======== DATA ENTRIES ========

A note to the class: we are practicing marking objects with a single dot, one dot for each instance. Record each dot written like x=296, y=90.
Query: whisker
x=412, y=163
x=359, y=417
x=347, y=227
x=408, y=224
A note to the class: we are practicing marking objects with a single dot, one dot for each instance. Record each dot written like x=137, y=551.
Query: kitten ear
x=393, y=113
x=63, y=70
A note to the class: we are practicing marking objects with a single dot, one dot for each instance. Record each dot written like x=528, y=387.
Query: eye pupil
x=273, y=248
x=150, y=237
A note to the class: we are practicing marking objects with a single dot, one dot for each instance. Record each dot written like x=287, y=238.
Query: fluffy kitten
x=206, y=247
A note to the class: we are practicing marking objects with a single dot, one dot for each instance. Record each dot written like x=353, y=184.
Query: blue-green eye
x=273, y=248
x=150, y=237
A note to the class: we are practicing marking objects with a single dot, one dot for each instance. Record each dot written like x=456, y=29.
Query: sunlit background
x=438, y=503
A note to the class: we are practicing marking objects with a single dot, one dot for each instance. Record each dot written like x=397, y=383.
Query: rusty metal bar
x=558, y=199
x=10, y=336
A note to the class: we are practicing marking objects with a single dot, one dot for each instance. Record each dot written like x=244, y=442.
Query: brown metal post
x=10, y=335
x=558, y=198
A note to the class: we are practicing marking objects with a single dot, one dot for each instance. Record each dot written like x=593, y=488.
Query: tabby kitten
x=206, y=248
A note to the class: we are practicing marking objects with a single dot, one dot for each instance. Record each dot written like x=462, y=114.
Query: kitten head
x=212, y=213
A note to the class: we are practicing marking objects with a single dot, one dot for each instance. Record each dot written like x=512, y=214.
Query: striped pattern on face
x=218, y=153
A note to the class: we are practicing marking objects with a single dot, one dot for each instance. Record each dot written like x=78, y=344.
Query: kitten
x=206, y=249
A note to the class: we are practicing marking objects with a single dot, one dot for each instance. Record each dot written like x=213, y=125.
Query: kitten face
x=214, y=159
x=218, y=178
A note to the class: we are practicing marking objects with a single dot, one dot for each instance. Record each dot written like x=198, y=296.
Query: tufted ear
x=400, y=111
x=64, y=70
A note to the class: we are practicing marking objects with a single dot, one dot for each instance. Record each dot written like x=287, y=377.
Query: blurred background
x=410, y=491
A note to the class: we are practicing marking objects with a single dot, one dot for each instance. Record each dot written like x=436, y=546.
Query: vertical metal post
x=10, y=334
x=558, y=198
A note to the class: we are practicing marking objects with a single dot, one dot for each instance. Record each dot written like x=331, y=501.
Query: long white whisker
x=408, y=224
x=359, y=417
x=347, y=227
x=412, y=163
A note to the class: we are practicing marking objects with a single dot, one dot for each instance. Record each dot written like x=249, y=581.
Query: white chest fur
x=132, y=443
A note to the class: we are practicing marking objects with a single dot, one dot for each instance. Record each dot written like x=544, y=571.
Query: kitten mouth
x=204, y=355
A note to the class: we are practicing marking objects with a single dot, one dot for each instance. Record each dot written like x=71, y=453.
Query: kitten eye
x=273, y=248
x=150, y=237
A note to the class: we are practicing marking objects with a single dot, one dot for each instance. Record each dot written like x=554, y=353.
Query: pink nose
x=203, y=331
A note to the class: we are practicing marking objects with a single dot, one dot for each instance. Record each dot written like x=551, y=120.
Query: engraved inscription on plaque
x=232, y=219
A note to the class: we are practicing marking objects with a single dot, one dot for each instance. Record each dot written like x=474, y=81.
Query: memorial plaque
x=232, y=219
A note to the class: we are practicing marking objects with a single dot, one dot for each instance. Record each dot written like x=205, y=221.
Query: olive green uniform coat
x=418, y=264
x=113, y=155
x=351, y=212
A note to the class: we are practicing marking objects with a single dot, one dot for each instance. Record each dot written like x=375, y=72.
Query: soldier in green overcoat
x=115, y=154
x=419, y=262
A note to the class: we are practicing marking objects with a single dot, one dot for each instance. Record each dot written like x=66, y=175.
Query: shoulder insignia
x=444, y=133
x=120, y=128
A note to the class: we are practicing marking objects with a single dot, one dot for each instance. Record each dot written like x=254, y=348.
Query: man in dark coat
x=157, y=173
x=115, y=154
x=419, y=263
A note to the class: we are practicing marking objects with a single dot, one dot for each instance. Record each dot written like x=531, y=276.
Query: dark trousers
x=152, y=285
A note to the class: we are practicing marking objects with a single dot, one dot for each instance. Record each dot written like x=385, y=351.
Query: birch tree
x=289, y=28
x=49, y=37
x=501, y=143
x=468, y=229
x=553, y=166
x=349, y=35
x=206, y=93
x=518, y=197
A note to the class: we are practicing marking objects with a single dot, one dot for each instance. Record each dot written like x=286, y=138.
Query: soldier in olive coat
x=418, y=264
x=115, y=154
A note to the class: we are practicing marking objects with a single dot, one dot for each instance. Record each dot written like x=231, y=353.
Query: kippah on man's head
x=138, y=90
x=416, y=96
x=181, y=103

========

Reproduce only those lines of the entries above that run from the line with "like x=554, y=353." to the final line.

A note to the class: we are practicing marking objects with a single dot, one dot for each instance. Record each dot written like x=554, y=353.
Query: pink nose
x=203, y=331
A note to the class: we are practicing marking objects with a single dot, one dot for each instance. Record each dot written like x=551, y=120.
Query: engraved inscription on plaque
x=232, y=219
A note to the class: we are practicing marking objects with a single dot, one dot for each instance. Record each dot written like x=474, y=81.
Query: memorial plaque
x=232, y=219
A note to the class: we are practicing marking objects with a single dot, one dot for each instance. Record each dot written like x=205, y=221.
Query: olive green uniform coat
x=418, y=264
x=113, y=155
x=351, y=212
A note to the class: we are practicing marking objects with a single dot, one dot for each instance. Record each dot written like x=375, y=72.
Query: soldier in green overcoat
x=115, y=154
x=419, y=262
A note to the class: we are practicing marking objects with a single dot, one dot for each instance. Record each dot written like x=66, y=175.
Query: shoulder insignia
x=444, y=133
x=120, y=128
A note to the class: we are practicing marking objects with a single dot, one dot for each instance. Record each dot written like x=254, y=348.
Query: man in dark coat
x=157, y=173
x=115, y=154
x=419, y=263
A note to the class: we are practicing marking objects with a single dot, one dot for each instance. Record each dot written like x=531, y=276.
Query: dark trousers
x=152, y=285
A note to the class: we are practicing marking objects with a single dot, one dot for each instance. Record each dot written like x=385, y=351.
Query: birch tree
x=289, y=28
x=49, y=37
x=501, y=143
x=468, y=229
x=553, y=166
x=349, y=35
x=206, y=93
x=518, y=197
A note to the class: we are practicing marking objects with a single dot, one dot for each instance. Record each dot written like x=286, y=138.
Query: soldier in olive coat
x=418, y=264
x=115, y=154
A note to the class: we are practicing marking objects with a single dot, one dot for each instance. Record each dot written like x=231, y=353.
Query: kippah on man's head
x=138, y=90
x=416, y=96
x=181, y=103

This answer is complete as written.